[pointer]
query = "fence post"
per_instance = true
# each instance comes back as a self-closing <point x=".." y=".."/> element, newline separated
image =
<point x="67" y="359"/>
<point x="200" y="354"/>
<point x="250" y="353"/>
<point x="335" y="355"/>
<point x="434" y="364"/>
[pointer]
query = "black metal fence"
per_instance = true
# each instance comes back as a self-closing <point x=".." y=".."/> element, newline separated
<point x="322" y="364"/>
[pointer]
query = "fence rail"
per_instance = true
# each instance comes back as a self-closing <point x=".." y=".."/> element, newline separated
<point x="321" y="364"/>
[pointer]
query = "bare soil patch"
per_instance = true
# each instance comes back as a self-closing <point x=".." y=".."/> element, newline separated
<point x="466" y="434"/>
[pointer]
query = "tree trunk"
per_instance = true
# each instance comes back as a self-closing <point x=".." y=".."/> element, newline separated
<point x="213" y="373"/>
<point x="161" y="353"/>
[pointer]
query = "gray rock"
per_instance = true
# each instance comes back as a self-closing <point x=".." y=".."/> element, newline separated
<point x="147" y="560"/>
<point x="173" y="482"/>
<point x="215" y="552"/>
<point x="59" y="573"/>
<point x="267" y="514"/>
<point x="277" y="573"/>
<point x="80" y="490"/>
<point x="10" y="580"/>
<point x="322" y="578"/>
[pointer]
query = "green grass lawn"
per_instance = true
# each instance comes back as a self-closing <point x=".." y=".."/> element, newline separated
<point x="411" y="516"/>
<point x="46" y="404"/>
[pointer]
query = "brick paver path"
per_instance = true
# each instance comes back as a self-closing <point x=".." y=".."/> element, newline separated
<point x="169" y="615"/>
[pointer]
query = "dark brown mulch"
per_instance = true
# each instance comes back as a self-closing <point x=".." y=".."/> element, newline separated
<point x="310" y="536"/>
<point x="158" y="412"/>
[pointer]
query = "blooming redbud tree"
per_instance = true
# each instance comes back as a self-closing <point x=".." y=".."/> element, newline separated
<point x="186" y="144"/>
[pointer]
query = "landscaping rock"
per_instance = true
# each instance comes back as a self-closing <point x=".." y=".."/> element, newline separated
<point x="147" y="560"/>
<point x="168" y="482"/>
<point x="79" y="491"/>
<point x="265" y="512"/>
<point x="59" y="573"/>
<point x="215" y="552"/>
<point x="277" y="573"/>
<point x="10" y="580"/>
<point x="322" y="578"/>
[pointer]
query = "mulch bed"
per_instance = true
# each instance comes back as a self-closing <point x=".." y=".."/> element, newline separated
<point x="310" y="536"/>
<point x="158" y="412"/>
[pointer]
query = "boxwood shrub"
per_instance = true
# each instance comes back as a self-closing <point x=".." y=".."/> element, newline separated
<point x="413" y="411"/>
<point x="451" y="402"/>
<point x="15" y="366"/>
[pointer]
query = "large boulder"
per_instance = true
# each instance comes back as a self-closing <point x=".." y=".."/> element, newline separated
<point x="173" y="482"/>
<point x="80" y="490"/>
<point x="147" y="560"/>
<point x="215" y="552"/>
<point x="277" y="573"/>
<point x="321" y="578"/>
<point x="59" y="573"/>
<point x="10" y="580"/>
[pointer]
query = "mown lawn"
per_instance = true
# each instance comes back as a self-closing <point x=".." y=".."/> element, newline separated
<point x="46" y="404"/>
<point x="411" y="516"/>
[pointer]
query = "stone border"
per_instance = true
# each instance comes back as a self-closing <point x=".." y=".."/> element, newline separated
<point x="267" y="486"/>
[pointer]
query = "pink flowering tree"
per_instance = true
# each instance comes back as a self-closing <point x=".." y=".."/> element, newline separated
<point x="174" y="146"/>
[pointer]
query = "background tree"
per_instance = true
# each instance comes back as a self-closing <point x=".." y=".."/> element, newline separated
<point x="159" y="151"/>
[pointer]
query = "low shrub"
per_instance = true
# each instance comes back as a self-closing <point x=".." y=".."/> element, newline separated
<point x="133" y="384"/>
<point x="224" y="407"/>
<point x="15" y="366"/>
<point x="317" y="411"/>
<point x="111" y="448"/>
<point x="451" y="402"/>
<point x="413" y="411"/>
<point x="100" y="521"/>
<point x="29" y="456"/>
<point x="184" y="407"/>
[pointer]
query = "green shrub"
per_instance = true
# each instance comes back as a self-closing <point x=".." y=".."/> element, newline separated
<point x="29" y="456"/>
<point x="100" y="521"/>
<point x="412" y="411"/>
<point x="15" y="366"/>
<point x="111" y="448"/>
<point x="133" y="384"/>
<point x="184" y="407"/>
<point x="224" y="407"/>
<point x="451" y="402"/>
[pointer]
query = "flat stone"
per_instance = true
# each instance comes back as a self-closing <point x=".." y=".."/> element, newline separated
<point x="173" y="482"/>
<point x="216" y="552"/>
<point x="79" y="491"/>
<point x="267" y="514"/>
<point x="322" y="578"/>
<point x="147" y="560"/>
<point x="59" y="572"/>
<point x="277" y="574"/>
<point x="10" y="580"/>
****************
Problem to solve → Repeat the listing in full, keeping every line exactly as it is.

Output below →
[pointer]
query = "fence post"
per_instance = true
# each instance comes back as a self-closing <point x=".." y=".."/> element, newline separated
image =
<point x="67" y="359"/>
<point x="200" y="354"/>
<point x="250" y="353"/>
<point x="335" y="355"/>
<point x="434" y="364"/>
[pointer]
query = "black metal fence"
per_instance = true
# each instance comes back as a self-closing <point x=".." y=".."/> element, newline separated
<point x="322" y="364"/>
[pointer]
query = "fence rail"
per_instance = true
# each instance comes back as a self-closing <point x=".." y=".."/> element, newline separated
<point x="321" y="364"/>
[pointer]
query = "bare soil patch"
per_instance = true
# each instance comes back as a self-closing <point x=".." y=".."/> element, newline separated
<point x="466" y="434"/>
[pointer]
query = "tree trunk"
per_instance = true
# each instance comes back as a self-closing <point x=".." y=".."/> element, newline separated
<point x="213" y="373"/>
<point x="161" y="353"/>
[pointer]
query = "gray rock"
per_instance = true
# each instance comes back as a self-closing <point x=".." y=".."/> element, newline separated
<point x="147" y="560"/>
<point x="173" y="482"/>
<point x="215" y="552"/>
<point x="59" y="573"/>
<point x="267" y="514"/>
<point x="277" y="573"/>
<point x="80" y="490"/>
<point x="10" y="580"/>
<point x="322" y="578"/>
[pointer]
query = "green grass lawn"
per_instance = true
# each instance comes back as a self-closing <point x=".." y=".."/> element, newline separated
<point x="411" y="516"/>
<point x="46" y="404"/>
[pointer]
query = "brick paver path"
per_instance = true
# each instance comes back as a self-closing <point x=".." y=".."/> element, newline separated
<point x="169" y="615"/>
[pointer]
query = "dark brown mulch"
per_instance = true
# each instance comes back as a self-closing <point x=".." y=".."/> element, newline separated
<point x="310" y="536"/>
<point x="158" y="412"/>
[pointer]
query = "blooming redbud tree"
per_instance = true
# each instance comes back as a self-closing <point x=".." y=".."/> element, newline separated
<point x="186" y="144"/>
[pointer]
query = "landscaping rock"
per_instance = true
# each instance comes back as a self-closing <point x=".." y=".."/> element, newline separated
<point x="147" y="560"/>
<point x="168" y="482"/>
<point x="79" y="491"/>
<point x="265" y="512"/>
<point x="59" y="573"/>
<point x="215" y="552"/>
<point x="277" y="573"/>
<point x="10" y="580"/>
<point x="322" y="578"/>
[pointer]
query = "mulch bed"
per_instance = true
# each instance comes back as a self-closing <point x=".." y=".."/> element, newline separated
<point x="310" y="536"/>
<point x="158" y="412"/>
[pointer]
query = "boxwood shrub"
per_instance = true
# each instance comes back as a self-closing <point x=".." y=".."/> element, newline separated
<point x="413" y="411"/>
<point x="451" y="402"/>
<point x="15" y="366"/>
[pointer]
query = "large boulder"
per_instance = true
# each instance comes back as a self-closing <point x=".." y=".."/> element, newline separated
<point x="173" y="482"/>
<point x="80" y="490"/>
<point x="147" y="560"/>
<point x="215" y="552"/>
<point x="277" y="573"/>
<point x="321" y="578"/>
<point x="59" y="573"/>
<point x="10" y="580"/>
[pointer]
query = "mown lawn"
per_instance = true
# each instance comes back as a self-closing <point x=".." y=".."/> element, newline separated
<point x="46" y="404"/>
<point x="411" y="516"/>
[pointer]
query = "stone border"
per_instance = true
# each instance comes back as a self-closing <point x=".." y=".."/> element, newline separated
<point x="267" y="486"/>
[pointer]
query = "pink flowering tree"
per_instance = true
# each instance comes back as a self-closing <point x=".." y=".."/> element, newline separated
<point x="174" y="146"/>
[pointer]
query = "background tree"
per_instance = true
# each instance comes back as a self-closing <point x=".." y=".."/> element, newline separated
<point x="159" y="151"/>
[pointer]
query = "low shrub"
per_instance = true
# each instance comes back as a self-closing <point x=".." y=".."/> element, newline separated
<point x="133" y="384"/>
<point x="224" y="407"/>
<point x="15" y="366"/>
<point x="317" y="411"/>
<point x="111" y="448"/>
<point x="451" y="402"/>
<point x="413" y="411"/>
<point x="100" y="521"/>
<point x="29" y="456"/>
<point x="184" y="407"/>
[pointer]
query = "green shrub"
per_instance = true
# each instance comes back as a self-closing <point x=".." y=".."/> element, newline separated
<point x="29" y="456"/>
<point x="100" y="521"/>
<point x="412" y="411"/>
<point x="15" y="366"/>
<point x="111" y="448"/>
<point x="133" y="384"/>
<point x="184" y="407"/>
<point x="224" y="407"/>
<point x="451" y="402"/>
[pointer]
query = "flat stone"
per_instance = true
# each instance comes back as a self-closing <point x=".." y=".."/> element, newline separated
<point x="173" y="482"/>
<point x="216" y="552"/>
<point x="79" y="491"/>
<point x="267" y="514"/>
<point x="322" y="578"/>
<point x="147" y="560"/>
<point x="59" y="572"/>
<point x="277" y="574"/>
<point x="10" y="580"/>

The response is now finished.